## TEKSTFRAGMENT
Even leek de tweede golf – die eigenlijk geen tweede golf is, maar een tweede piek van de eerste golf – over zijn hoogtepunt. Op zondag 2 augustus lag het aantal nieuwe besmettingen met het coronavirus in Israël ineens een stuk lager dan in de voorafgaande dagen: 597. En dat terwijl in de vier weken daarvoor dit cijfer praktisch geen dag onder de duizend was gekomen, met een absolute uitschieter op 28 juli: 2308. Ter vergelijking: het in april veel zwaarder getroffen Nederland had als hoogtepunt 1335 – en dat met bijna tweemaal zoveel inwoners.
597 dus, het laagste aantal besmettingen in een maand. Reden voor Yuli Edelstein, de man die er als Knessetvoorzitter zo’n potje van maakte dat hij werd weggepromoveerd naar het ministerschap van Gezondheid, te beweren: “We zijn erin geslaagd de stijging van het aantal infecties tegen te houden.” Te vroeg gejuicht. De daling bleek het gevolg van een plotseling vermindering van het aantal coronatests. Het percentage positieve tests bleek zelfs hoger dan voorheen. Op maandag en dinsdag steeg het aantal nieuwe besmettingen alweer naar resp. 1615 en 1768 – meer dan tweemaal zoveel als op de hoogste piekdag in april.

## Opgeslagen gegevens
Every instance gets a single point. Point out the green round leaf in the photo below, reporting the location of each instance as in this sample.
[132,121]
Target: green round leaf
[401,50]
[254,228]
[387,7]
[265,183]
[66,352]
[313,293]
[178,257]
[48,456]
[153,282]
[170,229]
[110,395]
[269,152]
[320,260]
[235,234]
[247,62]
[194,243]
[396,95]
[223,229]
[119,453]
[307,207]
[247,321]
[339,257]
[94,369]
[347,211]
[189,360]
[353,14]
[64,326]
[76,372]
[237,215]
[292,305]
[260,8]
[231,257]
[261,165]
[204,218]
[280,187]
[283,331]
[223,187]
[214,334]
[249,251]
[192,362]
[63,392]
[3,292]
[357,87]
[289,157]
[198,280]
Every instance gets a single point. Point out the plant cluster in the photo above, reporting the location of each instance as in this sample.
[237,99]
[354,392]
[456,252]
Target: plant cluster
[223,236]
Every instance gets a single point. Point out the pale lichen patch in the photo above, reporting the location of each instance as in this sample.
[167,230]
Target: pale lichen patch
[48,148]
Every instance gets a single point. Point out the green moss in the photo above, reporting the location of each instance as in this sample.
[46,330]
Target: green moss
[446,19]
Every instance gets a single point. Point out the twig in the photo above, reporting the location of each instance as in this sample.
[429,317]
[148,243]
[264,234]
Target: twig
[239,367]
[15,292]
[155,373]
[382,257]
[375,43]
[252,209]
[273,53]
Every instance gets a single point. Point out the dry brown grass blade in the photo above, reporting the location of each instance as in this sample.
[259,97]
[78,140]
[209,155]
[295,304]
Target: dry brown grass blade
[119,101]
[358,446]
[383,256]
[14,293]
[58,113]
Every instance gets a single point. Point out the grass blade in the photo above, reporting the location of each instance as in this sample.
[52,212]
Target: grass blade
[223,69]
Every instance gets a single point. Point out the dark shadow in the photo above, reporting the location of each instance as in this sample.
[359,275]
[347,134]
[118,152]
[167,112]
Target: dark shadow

## OPDRACHTEN
#1 Waardoor kwam de daling van het aantal besmettingen volgens de tekst over corona in Israël?
#2 Schrijf de tekst over corona in Israël verder vanaf de laatste zin.
De lijst heeft niets met de tekst te maken.

## ANTWOORDEN
#1 Door een plotselinge vermindering van het aantal coronatests.

#2
Nog verontrustender is de stijging van het aantal sterfgevallen. Er zijn sinds 1 juni ruwweg evenveel Israëli’s overleden aan de gevolgen van covid-19 als vóór die datum. Afgelopen dinsdag stierven vijftien Israëli’s aan de ziekte, een triest record voor de Joodse staat. En hoewel het totale aantal sterfgevallen op slechts een fractie ligt van dat van Nederland – dinsdag was dat 561 versus 6151 – zijn de afgelopen maand meer Israëli’s dan Nederlanders aan de epidemie omgekomen en ligt het aantal nieuwe besmettingen in de Joodse staat op een veelvoud van die in ons land.
Reden voor premier Benjamin Netanyahu een sombere toon aan te slaan als reactie op een studie van de Universiteit van Oxford waaruit blijkt dat Israël – in het begin van de pandemie hét voorbeeld van effectieve virusbestrijding – nu in de mondiale top tien staat van besmettingen per hoofd van de bevolking. “Dit is slecht nieuws,” vond Netanyahu, nogal voor de hand liggend. “Het goede nieuws is dat we de afgelopen twee weken het plafond hebben bereikt.” De premier waarschuwde dat een verdere stijging zou kunnen leiden tot een besmettingsniveau ‘waar wij niet tegen opgewassen zijn’.
Tijd voor nieuwe strenge maatregelen, zou je zeggen. In plaats daarvan besloot de premier opnieuw toe te geven aan de druk van de ultraorthodoxe partijen in zijn regering, en Israëls grenzen te openen voor meer dan 20 duizend buitenlandse studenten, onder wie 12 duizend jesjieveleerlingen. Reden voor een vertwijfeld Knessetlid van de Arbeidspartij te vragen waarom religieuze studenten meer rechten hebben dan familieleden van Israëli’s die al maanden het land niet in mogen.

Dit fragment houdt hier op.